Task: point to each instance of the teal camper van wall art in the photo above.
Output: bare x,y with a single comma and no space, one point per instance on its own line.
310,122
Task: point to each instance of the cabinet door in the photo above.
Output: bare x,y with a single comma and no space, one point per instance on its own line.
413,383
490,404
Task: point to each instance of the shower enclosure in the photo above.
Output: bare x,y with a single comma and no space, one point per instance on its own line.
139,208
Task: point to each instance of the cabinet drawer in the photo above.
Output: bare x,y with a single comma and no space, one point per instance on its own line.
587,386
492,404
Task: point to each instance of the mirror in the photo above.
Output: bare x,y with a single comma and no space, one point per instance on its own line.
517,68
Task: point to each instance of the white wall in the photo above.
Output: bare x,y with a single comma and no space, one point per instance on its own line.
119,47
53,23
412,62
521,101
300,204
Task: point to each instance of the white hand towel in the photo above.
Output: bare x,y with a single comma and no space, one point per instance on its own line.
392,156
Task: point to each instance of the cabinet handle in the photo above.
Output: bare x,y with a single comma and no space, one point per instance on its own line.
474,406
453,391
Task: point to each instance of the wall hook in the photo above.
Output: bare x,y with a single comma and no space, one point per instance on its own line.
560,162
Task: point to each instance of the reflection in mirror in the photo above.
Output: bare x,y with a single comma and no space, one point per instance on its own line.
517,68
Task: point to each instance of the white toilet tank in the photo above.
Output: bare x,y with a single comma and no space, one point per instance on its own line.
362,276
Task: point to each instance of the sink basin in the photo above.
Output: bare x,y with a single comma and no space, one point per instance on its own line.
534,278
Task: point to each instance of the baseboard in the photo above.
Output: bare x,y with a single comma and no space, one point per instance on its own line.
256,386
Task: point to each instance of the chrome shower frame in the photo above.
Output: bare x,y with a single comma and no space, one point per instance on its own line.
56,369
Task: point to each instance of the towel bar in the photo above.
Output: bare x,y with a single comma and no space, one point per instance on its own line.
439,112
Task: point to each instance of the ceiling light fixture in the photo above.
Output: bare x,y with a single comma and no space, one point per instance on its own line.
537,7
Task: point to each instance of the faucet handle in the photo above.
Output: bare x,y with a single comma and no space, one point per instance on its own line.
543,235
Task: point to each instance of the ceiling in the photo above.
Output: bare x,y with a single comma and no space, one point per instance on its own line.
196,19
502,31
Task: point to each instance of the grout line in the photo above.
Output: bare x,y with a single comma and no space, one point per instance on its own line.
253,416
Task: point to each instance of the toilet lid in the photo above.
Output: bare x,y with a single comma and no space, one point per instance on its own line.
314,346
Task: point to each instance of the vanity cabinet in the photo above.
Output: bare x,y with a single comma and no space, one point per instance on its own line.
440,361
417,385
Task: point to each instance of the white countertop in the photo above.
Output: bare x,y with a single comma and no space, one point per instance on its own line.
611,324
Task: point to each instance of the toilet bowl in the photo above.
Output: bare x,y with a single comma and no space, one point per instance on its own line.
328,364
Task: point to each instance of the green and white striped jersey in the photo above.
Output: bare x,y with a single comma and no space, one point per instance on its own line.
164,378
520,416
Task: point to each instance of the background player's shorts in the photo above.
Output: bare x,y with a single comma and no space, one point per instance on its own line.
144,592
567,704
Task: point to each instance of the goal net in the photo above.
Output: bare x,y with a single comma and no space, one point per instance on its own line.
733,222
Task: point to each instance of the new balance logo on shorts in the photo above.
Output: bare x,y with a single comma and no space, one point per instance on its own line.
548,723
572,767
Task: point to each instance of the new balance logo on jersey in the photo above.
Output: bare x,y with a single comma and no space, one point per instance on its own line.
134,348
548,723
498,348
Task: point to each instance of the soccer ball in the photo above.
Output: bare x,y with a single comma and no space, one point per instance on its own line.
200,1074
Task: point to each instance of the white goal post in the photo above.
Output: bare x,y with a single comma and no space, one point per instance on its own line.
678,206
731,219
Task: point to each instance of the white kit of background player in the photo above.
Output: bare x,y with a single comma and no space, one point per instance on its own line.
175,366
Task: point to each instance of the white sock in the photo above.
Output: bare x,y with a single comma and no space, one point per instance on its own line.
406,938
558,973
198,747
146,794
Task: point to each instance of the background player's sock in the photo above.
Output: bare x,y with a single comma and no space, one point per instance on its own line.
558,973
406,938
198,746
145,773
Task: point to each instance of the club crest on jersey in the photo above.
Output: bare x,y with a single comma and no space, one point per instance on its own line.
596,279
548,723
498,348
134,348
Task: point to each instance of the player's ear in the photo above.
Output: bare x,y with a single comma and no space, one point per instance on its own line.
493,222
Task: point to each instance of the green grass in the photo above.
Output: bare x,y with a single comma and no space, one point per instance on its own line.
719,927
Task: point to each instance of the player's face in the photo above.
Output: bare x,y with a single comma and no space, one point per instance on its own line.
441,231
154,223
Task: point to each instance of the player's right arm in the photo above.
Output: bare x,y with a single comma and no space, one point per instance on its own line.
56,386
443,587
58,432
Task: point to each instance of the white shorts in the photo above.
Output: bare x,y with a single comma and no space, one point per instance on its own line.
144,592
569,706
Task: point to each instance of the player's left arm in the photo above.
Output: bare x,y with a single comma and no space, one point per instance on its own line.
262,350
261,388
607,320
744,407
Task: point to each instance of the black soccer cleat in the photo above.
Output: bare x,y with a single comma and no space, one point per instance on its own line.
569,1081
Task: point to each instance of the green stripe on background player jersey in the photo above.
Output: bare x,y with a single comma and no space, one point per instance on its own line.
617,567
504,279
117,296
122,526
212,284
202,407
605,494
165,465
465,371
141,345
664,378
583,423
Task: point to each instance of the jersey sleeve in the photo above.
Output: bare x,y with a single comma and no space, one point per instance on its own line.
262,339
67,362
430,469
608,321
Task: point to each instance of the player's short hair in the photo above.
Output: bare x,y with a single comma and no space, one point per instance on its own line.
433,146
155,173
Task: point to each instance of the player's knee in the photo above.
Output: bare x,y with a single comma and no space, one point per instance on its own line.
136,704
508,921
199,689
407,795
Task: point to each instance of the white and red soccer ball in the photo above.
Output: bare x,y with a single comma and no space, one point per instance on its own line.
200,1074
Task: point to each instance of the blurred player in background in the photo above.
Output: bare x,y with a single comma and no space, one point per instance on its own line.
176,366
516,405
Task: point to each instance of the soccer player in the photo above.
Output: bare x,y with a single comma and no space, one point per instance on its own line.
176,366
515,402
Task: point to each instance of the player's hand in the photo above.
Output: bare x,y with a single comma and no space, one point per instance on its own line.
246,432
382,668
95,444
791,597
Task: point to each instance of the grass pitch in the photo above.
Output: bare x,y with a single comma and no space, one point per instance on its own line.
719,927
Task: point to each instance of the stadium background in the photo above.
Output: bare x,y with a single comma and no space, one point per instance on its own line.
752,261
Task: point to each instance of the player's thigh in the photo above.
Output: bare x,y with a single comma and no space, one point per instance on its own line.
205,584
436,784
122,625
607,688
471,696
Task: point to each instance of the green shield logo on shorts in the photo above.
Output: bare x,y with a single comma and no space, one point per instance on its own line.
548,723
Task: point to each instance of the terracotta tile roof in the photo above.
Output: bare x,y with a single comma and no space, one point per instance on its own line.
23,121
----
A single number is expected: the count of lines in the entries that carry the string "handle".

■ ANSWER FOR THE TASK ■
2